* Records for this task *
>>>>

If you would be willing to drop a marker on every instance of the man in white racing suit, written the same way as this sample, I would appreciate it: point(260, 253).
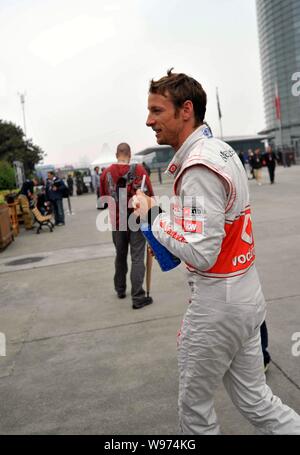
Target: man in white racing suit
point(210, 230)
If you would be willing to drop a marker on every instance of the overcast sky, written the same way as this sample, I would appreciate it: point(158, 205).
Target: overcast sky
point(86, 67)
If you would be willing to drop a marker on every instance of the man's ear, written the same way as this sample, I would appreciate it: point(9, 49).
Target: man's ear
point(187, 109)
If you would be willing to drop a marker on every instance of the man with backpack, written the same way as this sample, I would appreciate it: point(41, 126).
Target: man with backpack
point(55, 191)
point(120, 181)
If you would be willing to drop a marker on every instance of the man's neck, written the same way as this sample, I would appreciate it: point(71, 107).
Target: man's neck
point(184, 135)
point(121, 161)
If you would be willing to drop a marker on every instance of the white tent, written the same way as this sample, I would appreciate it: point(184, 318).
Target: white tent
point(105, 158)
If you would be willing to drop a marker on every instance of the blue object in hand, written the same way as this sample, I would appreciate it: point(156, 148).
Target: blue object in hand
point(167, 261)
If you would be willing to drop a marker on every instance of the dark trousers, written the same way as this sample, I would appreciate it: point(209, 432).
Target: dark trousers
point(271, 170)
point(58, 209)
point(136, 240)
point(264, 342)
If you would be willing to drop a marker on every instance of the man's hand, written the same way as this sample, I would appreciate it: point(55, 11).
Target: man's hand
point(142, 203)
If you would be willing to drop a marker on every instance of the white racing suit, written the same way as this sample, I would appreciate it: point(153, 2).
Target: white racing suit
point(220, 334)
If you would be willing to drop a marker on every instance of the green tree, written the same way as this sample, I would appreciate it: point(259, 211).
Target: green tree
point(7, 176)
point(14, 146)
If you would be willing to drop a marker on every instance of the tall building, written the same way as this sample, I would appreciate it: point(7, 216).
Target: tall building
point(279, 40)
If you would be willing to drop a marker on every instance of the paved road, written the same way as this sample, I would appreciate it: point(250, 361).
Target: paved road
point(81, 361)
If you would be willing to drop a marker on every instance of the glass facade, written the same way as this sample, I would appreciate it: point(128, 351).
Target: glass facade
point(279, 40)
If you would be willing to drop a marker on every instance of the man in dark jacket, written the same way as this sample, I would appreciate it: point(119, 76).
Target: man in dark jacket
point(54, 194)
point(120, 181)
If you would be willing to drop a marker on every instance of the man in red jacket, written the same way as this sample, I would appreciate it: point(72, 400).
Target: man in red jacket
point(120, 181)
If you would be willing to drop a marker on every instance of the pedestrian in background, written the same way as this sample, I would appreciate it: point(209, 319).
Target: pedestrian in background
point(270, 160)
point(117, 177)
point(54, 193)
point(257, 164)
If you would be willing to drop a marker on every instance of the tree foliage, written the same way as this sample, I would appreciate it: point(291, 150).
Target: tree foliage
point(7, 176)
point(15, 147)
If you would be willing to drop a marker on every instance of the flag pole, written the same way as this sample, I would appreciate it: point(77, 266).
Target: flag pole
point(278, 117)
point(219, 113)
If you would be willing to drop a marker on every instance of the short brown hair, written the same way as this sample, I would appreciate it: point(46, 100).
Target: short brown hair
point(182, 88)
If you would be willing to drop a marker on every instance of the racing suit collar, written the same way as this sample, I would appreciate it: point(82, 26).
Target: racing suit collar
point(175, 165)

<<<<
>>>>

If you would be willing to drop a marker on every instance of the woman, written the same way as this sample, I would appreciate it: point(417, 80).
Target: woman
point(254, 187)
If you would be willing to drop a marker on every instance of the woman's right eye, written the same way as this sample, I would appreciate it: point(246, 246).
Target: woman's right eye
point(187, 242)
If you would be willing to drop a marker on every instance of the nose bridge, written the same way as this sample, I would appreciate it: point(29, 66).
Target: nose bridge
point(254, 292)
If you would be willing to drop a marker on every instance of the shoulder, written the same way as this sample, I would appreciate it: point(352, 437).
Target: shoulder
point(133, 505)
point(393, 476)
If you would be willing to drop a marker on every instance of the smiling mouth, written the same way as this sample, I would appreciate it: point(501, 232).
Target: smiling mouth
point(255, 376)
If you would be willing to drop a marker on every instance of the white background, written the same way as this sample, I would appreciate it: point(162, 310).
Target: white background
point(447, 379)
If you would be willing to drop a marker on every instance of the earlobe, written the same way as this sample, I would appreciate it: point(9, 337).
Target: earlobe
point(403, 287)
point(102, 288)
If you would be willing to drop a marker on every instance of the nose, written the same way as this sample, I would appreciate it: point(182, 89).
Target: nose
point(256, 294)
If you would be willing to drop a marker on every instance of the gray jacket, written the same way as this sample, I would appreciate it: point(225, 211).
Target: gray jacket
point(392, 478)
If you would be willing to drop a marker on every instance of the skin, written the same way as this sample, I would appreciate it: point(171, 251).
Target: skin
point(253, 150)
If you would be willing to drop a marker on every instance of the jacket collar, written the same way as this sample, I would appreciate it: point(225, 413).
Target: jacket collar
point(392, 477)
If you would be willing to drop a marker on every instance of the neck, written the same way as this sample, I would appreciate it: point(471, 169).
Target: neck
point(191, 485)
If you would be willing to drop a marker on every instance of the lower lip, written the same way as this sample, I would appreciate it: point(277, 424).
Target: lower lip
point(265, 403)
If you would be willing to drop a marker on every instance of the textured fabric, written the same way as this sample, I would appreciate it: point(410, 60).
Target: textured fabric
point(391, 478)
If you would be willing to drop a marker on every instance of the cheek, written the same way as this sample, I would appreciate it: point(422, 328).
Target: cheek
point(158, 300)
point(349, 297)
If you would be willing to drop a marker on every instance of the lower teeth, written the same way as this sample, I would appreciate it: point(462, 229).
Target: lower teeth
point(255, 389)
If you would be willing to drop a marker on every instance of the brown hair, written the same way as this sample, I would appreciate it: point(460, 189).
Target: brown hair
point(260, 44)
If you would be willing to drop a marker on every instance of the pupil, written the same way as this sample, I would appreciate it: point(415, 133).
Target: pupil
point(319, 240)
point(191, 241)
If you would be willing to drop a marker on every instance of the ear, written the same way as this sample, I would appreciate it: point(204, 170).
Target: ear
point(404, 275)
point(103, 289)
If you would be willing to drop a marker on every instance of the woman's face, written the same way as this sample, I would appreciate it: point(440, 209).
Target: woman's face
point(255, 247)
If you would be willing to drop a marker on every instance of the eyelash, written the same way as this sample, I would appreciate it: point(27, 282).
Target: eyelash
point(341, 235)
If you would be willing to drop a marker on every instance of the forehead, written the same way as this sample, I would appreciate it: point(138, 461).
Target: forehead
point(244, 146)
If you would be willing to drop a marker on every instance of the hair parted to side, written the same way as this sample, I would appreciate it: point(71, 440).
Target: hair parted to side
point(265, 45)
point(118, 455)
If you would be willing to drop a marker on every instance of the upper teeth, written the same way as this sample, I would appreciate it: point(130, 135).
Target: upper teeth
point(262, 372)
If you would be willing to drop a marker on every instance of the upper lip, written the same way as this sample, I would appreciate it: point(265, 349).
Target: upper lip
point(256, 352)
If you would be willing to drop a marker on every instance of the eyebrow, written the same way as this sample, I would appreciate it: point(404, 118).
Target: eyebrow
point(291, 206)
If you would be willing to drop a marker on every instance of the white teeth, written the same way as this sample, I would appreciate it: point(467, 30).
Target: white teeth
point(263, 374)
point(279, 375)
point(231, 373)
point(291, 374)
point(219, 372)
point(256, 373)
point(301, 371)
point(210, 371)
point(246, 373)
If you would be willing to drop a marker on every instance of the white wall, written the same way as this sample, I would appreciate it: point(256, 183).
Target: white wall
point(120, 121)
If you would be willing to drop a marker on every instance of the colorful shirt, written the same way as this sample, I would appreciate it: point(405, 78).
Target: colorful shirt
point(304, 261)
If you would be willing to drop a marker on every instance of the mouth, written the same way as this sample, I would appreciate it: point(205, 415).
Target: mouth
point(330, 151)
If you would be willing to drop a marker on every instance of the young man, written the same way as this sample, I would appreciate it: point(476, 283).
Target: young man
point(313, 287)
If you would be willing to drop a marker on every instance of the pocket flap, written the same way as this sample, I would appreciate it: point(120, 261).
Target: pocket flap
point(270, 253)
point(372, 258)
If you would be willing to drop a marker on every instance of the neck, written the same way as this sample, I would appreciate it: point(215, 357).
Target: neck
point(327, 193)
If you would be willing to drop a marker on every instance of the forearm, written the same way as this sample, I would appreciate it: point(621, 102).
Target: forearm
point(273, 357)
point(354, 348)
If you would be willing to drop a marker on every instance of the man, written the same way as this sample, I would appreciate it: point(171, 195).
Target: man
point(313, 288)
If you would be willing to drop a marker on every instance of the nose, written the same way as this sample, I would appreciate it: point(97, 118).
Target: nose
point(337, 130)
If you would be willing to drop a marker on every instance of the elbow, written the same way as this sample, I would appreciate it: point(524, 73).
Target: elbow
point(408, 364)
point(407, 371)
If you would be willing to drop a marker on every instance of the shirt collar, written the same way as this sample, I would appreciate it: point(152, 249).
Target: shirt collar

<<<<

* Exercise description *
Pictures aside, print exactly the lines above starting with the one containing "it: point(260, 253)." and going on through the one containing "it: point(41, 126).".

* Your response *
If you would be willing to drop a marker on every instance of the man in white racing suit, written the same way as this sample, I would appreciate it: point(260, 253).
Target: man in white racing suit
point(210, 230)
If you would be willing to drop a marker on every instance of the overcast sky, written the same way as this sample, I would appreciate it: point(158, 205).
Target: overcast sky
point(86, 67)
If you would be willing to drop a marker on every instance of the man's ear, written the same way as this sample, I would appreciate it: point(9, 49).
Target: man's ear
point(187, 109)
If you would be willing to drop a marker on every instance of the man with backpack, written the same way as this sample, I would appreciate it: point(41, 126).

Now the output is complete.